== RECORDS FOR PROCESSING

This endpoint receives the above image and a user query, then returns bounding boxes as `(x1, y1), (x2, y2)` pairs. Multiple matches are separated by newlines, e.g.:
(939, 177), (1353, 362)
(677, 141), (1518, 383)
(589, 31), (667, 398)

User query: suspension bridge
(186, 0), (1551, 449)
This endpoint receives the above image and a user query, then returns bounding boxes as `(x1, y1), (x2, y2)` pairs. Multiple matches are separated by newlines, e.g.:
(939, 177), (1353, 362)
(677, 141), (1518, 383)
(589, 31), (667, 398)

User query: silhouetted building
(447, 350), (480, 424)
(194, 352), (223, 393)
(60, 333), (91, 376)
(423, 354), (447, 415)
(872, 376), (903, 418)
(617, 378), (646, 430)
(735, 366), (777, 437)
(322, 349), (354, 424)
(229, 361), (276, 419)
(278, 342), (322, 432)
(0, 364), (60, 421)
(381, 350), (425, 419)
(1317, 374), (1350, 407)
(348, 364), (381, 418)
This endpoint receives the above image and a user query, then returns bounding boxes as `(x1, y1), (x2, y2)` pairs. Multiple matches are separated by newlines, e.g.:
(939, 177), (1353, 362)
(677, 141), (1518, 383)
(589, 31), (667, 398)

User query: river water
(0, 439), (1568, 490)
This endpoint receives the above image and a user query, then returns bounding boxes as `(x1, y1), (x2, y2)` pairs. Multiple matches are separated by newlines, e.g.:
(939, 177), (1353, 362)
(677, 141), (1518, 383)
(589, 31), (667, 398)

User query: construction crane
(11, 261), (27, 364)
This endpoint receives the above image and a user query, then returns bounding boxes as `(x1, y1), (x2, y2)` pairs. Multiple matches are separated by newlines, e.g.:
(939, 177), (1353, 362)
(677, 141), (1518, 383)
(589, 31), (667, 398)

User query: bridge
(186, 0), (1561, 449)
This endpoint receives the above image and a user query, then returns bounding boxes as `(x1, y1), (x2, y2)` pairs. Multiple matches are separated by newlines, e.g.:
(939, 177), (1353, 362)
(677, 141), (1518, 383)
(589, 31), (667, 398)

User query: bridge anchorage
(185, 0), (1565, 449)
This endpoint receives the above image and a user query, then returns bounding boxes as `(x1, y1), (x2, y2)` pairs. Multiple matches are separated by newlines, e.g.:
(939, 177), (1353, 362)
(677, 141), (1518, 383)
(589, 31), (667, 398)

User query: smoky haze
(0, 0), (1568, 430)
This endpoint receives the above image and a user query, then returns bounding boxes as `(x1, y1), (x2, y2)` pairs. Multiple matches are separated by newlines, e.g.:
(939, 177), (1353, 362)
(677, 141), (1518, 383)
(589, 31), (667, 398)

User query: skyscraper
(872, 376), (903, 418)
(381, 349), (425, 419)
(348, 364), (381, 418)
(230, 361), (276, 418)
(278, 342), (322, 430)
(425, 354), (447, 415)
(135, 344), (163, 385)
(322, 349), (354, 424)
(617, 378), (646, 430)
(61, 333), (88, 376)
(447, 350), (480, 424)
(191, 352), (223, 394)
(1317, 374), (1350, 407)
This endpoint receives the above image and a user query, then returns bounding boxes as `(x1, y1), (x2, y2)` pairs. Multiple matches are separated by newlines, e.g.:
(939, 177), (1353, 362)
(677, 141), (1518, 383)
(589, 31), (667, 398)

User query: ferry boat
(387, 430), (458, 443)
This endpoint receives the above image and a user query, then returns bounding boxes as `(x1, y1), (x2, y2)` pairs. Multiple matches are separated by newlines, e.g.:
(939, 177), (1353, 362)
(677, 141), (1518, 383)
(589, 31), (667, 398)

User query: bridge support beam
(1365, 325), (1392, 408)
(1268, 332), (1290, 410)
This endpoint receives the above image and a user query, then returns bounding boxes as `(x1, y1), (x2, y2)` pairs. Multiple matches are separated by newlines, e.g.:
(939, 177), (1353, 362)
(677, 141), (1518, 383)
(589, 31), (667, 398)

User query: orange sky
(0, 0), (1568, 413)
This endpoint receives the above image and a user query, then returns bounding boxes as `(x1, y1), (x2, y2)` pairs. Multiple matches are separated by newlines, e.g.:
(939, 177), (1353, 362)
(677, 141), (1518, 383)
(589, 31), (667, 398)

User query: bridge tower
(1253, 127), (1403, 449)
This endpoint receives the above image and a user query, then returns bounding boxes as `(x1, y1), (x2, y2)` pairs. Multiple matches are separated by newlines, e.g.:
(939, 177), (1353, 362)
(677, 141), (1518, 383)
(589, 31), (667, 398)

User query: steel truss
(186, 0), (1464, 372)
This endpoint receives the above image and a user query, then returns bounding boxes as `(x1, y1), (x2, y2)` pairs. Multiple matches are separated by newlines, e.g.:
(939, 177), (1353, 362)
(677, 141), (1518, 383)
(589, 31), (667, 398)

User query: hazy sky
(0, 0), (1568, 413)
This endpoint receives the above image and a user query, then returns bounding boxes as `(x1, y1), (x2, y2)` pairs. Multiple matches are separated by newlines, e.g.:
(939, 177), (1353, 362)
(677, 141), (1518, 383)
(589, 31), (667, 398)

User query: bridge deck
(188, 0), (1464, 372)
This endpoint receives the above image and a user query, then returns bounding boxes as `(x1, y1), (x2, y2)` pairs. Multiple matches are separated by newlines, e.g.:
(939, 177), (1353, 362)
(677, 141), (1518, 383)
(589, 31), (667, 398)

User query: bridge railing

====

REQUIREMENT: Retype the whole listing above exactly.

SOLUTION TO THE PROBLEM:
This endpoint receives the above image and a user query, then returns bounding boxes as `(x1, y1), (x2, y2)` pairs. Multiple matches are separated by newlines, e.g.:
(939, 177), (1353, 362)
(677, 141), (1518, 383)
(589, 31), (667, 398)

User query: suspension bridge
(186, 0), (1551, 449)
This endpoint receives the above image and a user query, then returns bounding boxes as `(x1, y1), (x2, y2)` pairs. Multiple matches are separated by newlines, e.g.:
(939, 177), (1353, 362)
(677, 141), (1518, 383)
(589, 31), (667, 398)

User query: silhouetted building
(447, 350), (480, 424)
(194, 352), (223, 393)
(60, 333), (91, 376)
(423, 354), (447, 415)
(872, 376), (903, 418)
(617, 378), (646, 430)
(735, 366), (777, 437)
(322, 349), (354, 424)
(229, 361), (276, 419)
(278, 342), (322, 432)
(0, 364), (60, 421)
(381, 350), (425, 419)
(1317, 374), (1350, 407)
(348, 364), (381, 418)
This endpoint receives the above image and a user query, then returns bounding boxes as `(x1, y1), (x2, y2)` pairs. Multiple matches are separated by newlines, e.g.:
(939, 177), (1353, 362)
(677, 141), (1518, 383)
(589, 31), (667, 398)

User query: river water
(0, 439), (1568, 490)
This endpoint receives the above image and a user query, then returns bounding boxes as `(x1, y1), (x2, y2)` pairs. Multiple matches are separated by newlines, e.g.:
(939, 177), (1353, 362)
(677, 141), (1518, 383)
(589, 31), (667, 398)

User query: construction crane
(11, 261), (27, 364)
This endpoint receives the above image and a user query, then returns bounding boxes as `(x1, y1), (x2, y2)` pairs. Multiple matches are separated by newlines, e.g.:
(939, 177), (1353, 362)
(677, 141), (1518, 383)
(589, 31), (667, 398)

User query: bridge
(186, 0), (1561, 449)
This endpoint receives the above image and a user query, then returns bounding boxes as `(x1, y1), (x2, y2)` pairs. Multiple matches are separated by newlines, e.g.:
(939, 177), (1353, 362)
(677, 141), (1518, 383)
(589, 31), (667, 398)

User query: bridge anchorage
(185, 0), (1565, 449)
This endpoint receives the above image and a user query, then returns bounding boxes as `(x1, y1), (x2, y2)` pairs. Multiple matches are separated by newlines, e.g.:
(939, 177), (1353, 362)
(677, 141), (1518, 383)
(589, 31), (667, 398)

User query: smoky haze
(0, 0), (1568, 430)
This endpoint receives the above image and a user query, then returns bounding boxes as `(x1, y1), (x2, y2)` pairs. Multiple matches are separated by newlines, e.g.:
(939, 177), (1353, 362)
(677, 141), (1518, 383)
(589, 31), (667, 398)

User query: skyscraper
(872, 376), (903, 418)
(381, 349), (425, 419)
(348, 364), (381, 418)
(230, 361), (276, 418)
(278, 342), (322, 430)
(425, 354), (447, 415)
(135, 344), (163, 385)
(322, 349), (354, 424)
(617, 378), (646, 430)
(61, 333), (88, 376)
(447, 350), (480, 424)
(191, 352), (223, 394)
(1317, 374), (1350, 407)
This endpoint receives the above image and a user query, then returns bounding boxes as `(x1, y1), (x2, y2)` pairs. Multiple matches are separated by newlines, e.g.:
(939, 177), (1353, 362)
(677, 141), (1518, 383)
(589, 31), (667, 398)

User query: ferry boat
(387, 430), (458, 443)
This endpoint receives the above image and a user query, then returns bounding boxes as `(x1, y1), (x2, y2)` pairs. Multiple matches are separated by newlines, e.g.:
(939, 177), (1353, 362)
(677, 141), (1518, 383)
(589, 31), (667, 398)

User query: bridge support beam
(1365, 325), (1392, 408)
(1268, 332), (1290, 410)
This endpoint receives the above image and a user query, then returns bounding boxes as `(x1, y1), (x2, y2)` pairs. Multiple matches are separated by newlines, e.g.:
(939, 177), (1353, 362)
(677, 141), (1518, 383)
(589, 31), (667, 398)

User query: orange sky
(0, 0), (1568, 413)
This endpoint receives the above image and a user query, then returns bounding boxes as `(x1, y1), (x2, y2)` pairs. Multiple matches are separated by newlines, e.g.:
(939, 177), (1353, 362)
(677, 141), (1518, 383)
(589, 31), (667, 398)

User query: bridge tower
(1253, 127), (1403, 449)
This endpoint receives the above image and a user query, then returns bounding boxes as `(x1, y1), (x2, y2)` pairs. Multiple matches are separated by newlines, e.g.:
(939, 177), (1353, 362)
(677, 141), (1518, 383)
(589, 31), (667, 398)

User query: steel truss
(186, 0), (1464, 372)
This endpoint receives the above image and a user query, then returns bounding boxes as `(x1, y1), (x2, y2)` pairs. Multiple matches are separated by newlines, e.g.:
(939, 177), (1353, 362)
(677, 141), (1518, 383)
(589, 31), (667, 398)

User query: hazy sky
(0, 0), (1568, 413)
This endpoint receives the above image and a user query, then returns bounding boxes as `(x1, y1), (x2, y2)` pairs. Multiple matches are separated by newlines, e.g.:
(939, 177), (1353, 362)
(677, 141), (1518, 383)
(589, 31), (667, 398)

User query: bridge deck
(188, 0), (1464, 372)
This endpoint receives the above image and a user query, then returns bounding boxes as `(x1, y1), (x2, y2)` pairs. Multiple matches are separated by newlines, e.g.:
(939, 177), (1353, 362)
(677, 141), (1518, 383)
(589, 31), (667, 398)

User query: bridge railing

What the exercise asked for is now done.